== Segment start ==

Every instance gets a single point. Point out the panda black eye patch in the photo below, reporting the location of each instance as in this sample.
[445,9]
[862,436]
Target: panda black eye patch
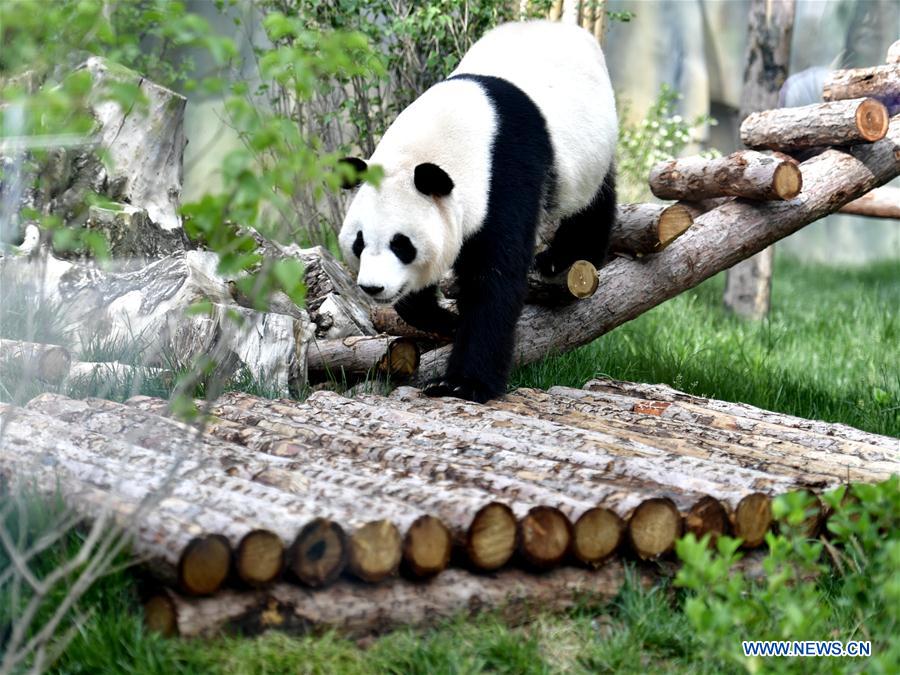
[358,244]
[403,248]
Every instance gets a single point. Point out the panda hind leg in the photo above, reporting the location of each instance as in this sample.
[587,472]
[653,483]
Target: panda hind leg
[583,235]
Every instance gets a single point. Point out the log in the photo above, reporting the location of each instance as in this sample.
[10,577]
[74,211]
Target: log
[752,519]
[259,558]
[283,496]
[204,564]
[654,527]
[597,535]
[49,363]
[319,553]
[879,82]
[745,173]
[426,547]
[484,529]
[576,283]
[556,434]
[397,357]
[545,535]
[386,320]
[707,516]
[834,123]
[812,523]
[337,306]
[883,202]
[807,458]
[751,419]
[647,228]
[893,54]
[359,611]
[717,241]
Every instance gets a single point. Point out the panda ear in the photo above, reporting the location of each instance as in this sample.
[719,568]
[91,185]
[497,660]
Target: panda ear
[359,166]
[432,180]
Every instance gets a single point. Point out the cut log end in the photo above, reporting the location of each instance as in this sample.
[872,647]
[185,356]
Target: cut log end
[653,527]
[319,553]
[401,359]
[787,181]
[752,519]
[259,558]
[582,279]
[596,535]
[545,535]
[160,616]
[872,120]
[673,222]
[707,516]
[491,537]
[375,551]
[204,565]
[427,547]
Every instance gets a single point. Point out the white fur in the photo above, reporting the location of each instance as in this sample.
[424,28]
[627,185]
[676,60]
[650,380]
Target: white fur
[562,69]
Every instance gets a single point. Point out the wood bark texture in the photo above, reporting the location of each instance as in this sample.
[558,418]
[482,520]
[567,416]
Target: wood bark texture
[881,83]
[361,611]
[893,54]
[397,357]
[647,228]
[883,202]
[745,173]
[834,123]
[718,240]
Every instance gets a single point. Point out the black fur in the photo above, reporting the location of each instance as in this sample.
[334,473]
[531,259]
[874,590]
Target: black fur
[584,235]
[403,248]
[422,310]
[358,244]
[493,264]
[432,180]
[359,166]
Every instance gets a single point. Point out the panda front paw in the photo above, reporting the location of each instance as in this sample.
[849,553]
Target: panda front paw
[464,388]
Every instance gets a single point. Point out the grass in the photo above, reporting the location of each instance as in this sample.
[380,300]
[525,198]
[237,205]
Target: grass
[829,350]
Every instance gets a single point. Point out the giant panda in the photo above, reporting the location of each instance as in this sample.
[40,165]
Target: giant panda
[522,132]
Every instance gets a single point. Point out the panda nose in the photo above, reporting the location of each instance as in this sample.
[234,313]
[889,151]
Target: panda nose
[372,290]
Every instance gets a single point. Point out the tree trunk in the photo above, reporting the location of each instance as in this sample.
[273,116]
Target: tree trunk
[728,415]
[745,173]
[282,495]
[647,228]
[359,611]
[808,457]
[748,284]
[835,123]
[396,357]
[463,509]
[881,83]
[718,240]
[883,202]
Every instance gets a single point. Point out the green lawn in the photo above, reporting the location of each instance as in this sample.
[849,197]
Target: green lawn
[830,351]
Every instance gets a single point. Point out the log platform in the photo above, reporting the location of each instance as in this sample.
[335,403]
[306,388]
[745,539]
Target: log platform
[367,513]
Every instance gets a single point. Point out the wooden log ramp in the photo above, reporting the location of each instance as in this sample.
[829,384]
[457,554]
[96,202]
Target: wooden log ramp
[329,512]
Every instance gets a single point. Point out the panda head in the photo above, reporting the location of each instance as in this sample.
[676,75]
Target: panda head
[398,236]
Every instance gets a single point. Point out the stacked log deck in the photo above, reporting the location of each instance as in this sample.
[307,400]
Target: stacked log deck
[376,511]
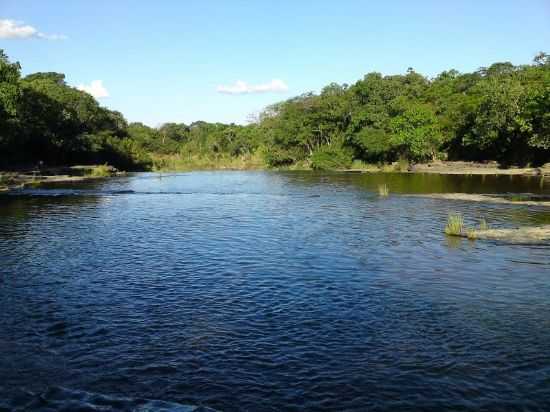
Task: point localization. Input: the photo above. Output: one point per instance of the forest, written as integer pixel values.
(500, 112)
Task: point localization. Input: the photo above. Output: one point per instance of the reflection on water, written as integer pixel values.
(272, 291)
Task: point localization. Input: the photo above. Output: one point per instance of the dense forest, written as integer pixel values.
(501, 113)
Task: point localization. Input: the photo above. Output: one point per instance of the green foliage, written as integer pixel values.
(455, 225)
(331, 158)
(416, 133)
(383, 190)
(501, 112)
(102, 171)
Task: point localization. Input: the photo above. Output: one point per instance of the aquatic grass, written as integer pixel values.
(455, 225)
(483, 225)
(519, 197)
(102, 171)
(383, 190)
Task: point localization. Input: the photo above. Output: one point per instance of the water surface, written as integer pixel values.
(272, 291)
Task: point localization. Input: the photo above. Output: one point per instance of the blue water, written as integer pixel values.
(266, 291)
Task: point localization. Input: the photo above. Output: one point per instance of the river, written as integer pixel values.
(270, 291)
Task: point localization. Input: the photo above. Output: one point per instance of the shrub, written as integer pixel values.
(331, 158)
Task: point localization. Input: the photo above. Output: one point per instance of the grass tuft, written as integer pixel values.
(383, 190)
(483, 225)
(102, 171)
(455, 225)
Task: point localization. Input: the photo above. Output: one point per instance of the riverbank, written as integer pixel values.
(174, 163)
(19, 179)
(451, 168)
(511, 199)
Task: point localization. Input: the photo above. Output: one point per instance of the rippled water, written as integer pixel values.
(271, 291)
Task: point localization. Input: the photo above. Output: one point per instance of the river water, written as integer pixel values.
(265, 291)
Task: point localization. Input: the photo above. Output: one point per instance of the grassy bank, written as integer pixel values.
(11, 180)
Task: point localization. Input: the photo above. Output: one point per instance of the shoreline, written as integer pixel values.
(14, 180)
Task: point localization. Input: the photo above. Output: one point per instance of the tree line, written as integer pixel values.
(500, 112)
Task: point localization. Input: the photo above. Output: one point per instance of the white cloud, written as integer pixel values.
(241, 87)
(95, 88)
(11, 29)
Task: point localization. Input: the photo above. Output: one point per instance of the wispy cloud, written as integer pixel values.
(241, 87)
(11, 29)
(95, 88)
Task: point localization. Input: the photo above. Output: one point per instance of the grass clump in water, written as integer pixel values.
(455, 225)
(483, 225)
(102, 171)
(383, 190)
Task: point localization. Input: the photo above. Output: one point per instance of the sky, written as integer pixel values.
(183, 61)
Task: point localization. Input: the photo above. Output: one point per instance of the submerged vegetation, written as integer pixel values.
(455, 225)
(501, 113)
(383, 190)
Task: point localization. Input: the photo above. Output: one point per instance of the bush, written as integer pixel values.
(331, 158)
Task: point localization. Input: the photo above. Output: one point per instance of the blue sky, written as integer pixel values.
(165, 60)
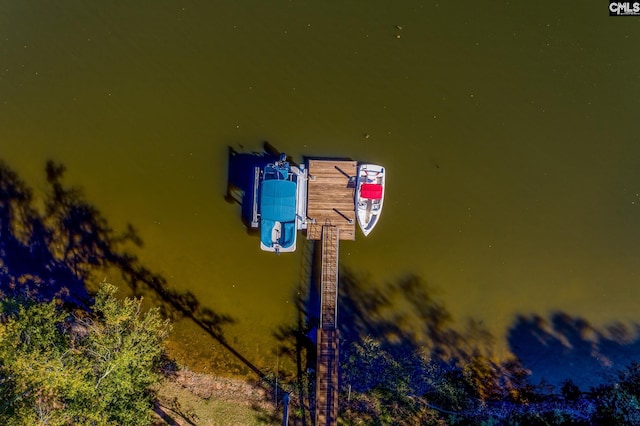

== Segment end ==

_INSTRUCTIONS FOR THE TASK_
All of the records above must be copied exactly, except for the pictures.

_TASK ANSWER_
Every instance gets a single point. Point out the panda black eye patch in the photo below, reporting the location of each instance as in this sample.
[445,9]
[862,436]
Target: panda black eye patch
[358,244]
[403,248]
Every instance gets a single point. Point out the panda hind leg in the photo above, reporting the location of each instance as in this sample.
[587,472]
[653,483]
Target: panda hind leg
[583,235]
Every instance gets a single point. Point out the log in the photo above, reporting the location of each instance as in this sample.
[10,577]
[74,211]
Target: log
[752,519]
[259,558]
[283,496]
[204,564]
[654,527]
[597,535]
[49,363]
[319,553]
[879,82]
[745,173]
[426,547]
[484,529]
[576,283]
[556,434]
[397,357]
[545,535]
[386,320]
[707,516]
[834,123]
[812,523]
[337,306]
[883,202]
[807,458]
[751,419]
[647,228]
[893,54]
[359,611]
[717,241]
Every instance gets a single point. Point out the panda ear in the photo above, reporting the location of each instance as in this sample.
[719,568]
[91,185]
[497,660]
Target: panda ear
[359,166]
[432,180]
Every instance gets a single point. Point out the cut log end in the photo above, reporting the location of each instance as in this sample.
[872,647]
[185,356]
Target: cut log end
[653,527]
[319,553]
[401,359]
[787,181]
[752,519]
[259,558]
[582,279]
[596,535]
[545,535]
[160,616]
[872,120]
[673,222]
[707,516]
[491,537]
[375,551]
[204,565]
[427,547]
Every instance gets a single point. Point out the white fur in the photo above, reporting the location of each instance as in this sample.
[424,28]
[627,185]
[676,60]
[650,380]
Target: white fur
[562,69]
Every instance gets a single point. Point out the wood bark texture in the photo above, reporting the location of each instance as in this sample.
[558,418]
[482,520]
[567,416]
Target: wood bark texture
[881,83]
[361,611]
[893,54]
[397,357]
[647,228]
[883,202]
[745,173]
[834,123]
[718,240]
Every instance gets a single point. Point out the black fur in the photo above, reporting the location of each instance as in this sample.
[334,473]
[531,259]
[874,590]
Target: black fur
[584,235]
[403,248]
[422,310]
[358,244]
[493,264]
[432,180]
[359,166]
Every instance gets a single point. Point out the panda front paw in the photo above, reporting the location of each instance as in this sample.
[849,553]
Target: panda front paw
[464,388]
Every instance gets a single point. Point out the grass in the photo above, reporting the location of each instance as in this sample.
[380,300]
[525,198]
[237,205]
Target: grass
[829,350]
Every instance gets a single point. Point out the giant panda in the photo above, reporting the location of each instance as in this sample.
[40,165]
Target: giant panda
[522,132]
Every instance gets a single point. Point out the panda nose in the photo above, reporting the location of each instance as in this sample.
[234,313]
[889,151]
Target: panda nose
[372,290]
Every instance gets a single point. Point out the tree trunk in the photo above, reporting the location of each instance as in this sample.
[273,116]
Target: tree trunk
[728,415]
[745,173]
[282,495]
[647,228]
[359,611]
[808,457]
[748,284]
[835,123]
[396,357]
[463,509]
[881,83]
[718,240]
[883,202]
Every instance gets a single point. Point out the green lawn in the photo above, reporting the location of each instance as in this sample.
[849,197]
Target: green lawn
[830,351]
Every instance gets a single point. Point out the log platform in the photo above, reporting the location of each instance as in this sample.
[335,403]
[306,388]
[745,539]
Target: log platform
[367,513]
Every instance gets a single point. Point out the wooden log ramp in the photo above, reporting the location of each instance as in this sample.
[829,384]
[457,554]
[96,202]
Target: wooden log ramp
[329,512]
Every instance gets a single point. Point out the panda head in the photo above, reporting the location of each instance as in this sample.
[676,75]
Target: panda head
[398,236]
Every instance gets a single point. Point out the stacked log deck in the photo above, reporting the location of each instance as in this sample.
[307,400]
Target: stacked log deck
[376,511]
Task: point localization. Input: the photo above. Output: one point per instance of the forest, written as integer pixel values.
(500, 112)
Task: point localization. Input: the photo above. Output: one point per instance of the reflection on water, written as integer pixel values.
(272, 291)
Task: point localization. Input: the photo above. Output: one point per instance of the dense forest, written as integer pixel values.
(501, 113)
Task: point localization. Input: the photo above. Output: one point per instance of the green foliage, written as integer pixel values.
(455, 225)
(331, 158)
(416, 133)
(383, 190)
(501, 112)
(102, 171)
Task: point localization. Input: the photo above. Output: one point per instance of the aquatic grass, written as integer pixel values.
(455, 225)
(483, 225)
(519, 197)
(102, 171)
(383, 190)
Task: point localization. Input: the photo above. Output: one point per instance of the water surface, written as integer pixel values.
(272, 291)
Task: point localization. Input: the photo above. Output: one point per instance of the blue water, written as integer pixel values.
(266, 291)
Task: point localization. Input: the photo above. Output: one point per instance of the river, written as integer pixel values.
(270, 291)
Task: point localization. Input: the photo above. Output: one point per instance of the shrub, written as integer pixel values.
(331, 158)
Task: point localization. Input: the photo above. Output: one point per instance of the grass tuft, written as integer pixel values.
(383, 190)
(483, 225)
(102, 171)
(455, 225)
Task: point localization. Input: the photo above. Output: one point per instance of the riverbank, written as integer pixel values.
(174, 163)
(19, 179)
(451, 168)
(511, 199)
Task: point localization. Input: the photo above. Output: one point per instance of the rippled water, written as integer pixel values.
(271, 291)
Task: point localization. Input: the photo above. Output: one point per instance of the river water, written as integer pixel values.
(265, 291)
Task: point localization. Input: the photo above. Output: one point per instance of the grassy bank, written as integer pixel values.
(11, 180)
Task: point localization. Input: the photo above. Output: one point per instance of the shoreline, written as integer pixel values.
(14, 180)
Task: point localization. Input: the photo above. Output: one point per instance of the tree line, written as integer pixel values.
(500, 112)
Task: point localization. Input: the photo above. Output: one point per instance of the white cloud, written as integer pixel values.
(241, 87)
(95, 88)
(11, 29)
Task: point localization. Input: the photo above. Output: one point per instance of the wispy cloud, written as integer pixel values.
(241, 87)
(11, 29)
(95, 88)
Task: point localization. Input: the photo above. Output: one point per instance of the grass clump in water, written as integer pixel values.
(455, 225)
(483, 225)
(102, 171)
(383, 190)
Task: point localization. Input: the photo above. Output: one point per instance of the sky, written as integer pixel values.
(183, 61)
Task: point localization. Input: the photo above. Output: one point per instance of the submerged vegetation, written as integer pixel values.
(455, 225)
(501, 113)
(383, 190)
Task: point localization. Input: the photo above. Output: one point per instance of the bush, written as integer pixel values.
(331, 158)
Task: point localization. Input: the photo above. Output: one point per instance of the blue sky, written as integer pixel values.
(165, 60)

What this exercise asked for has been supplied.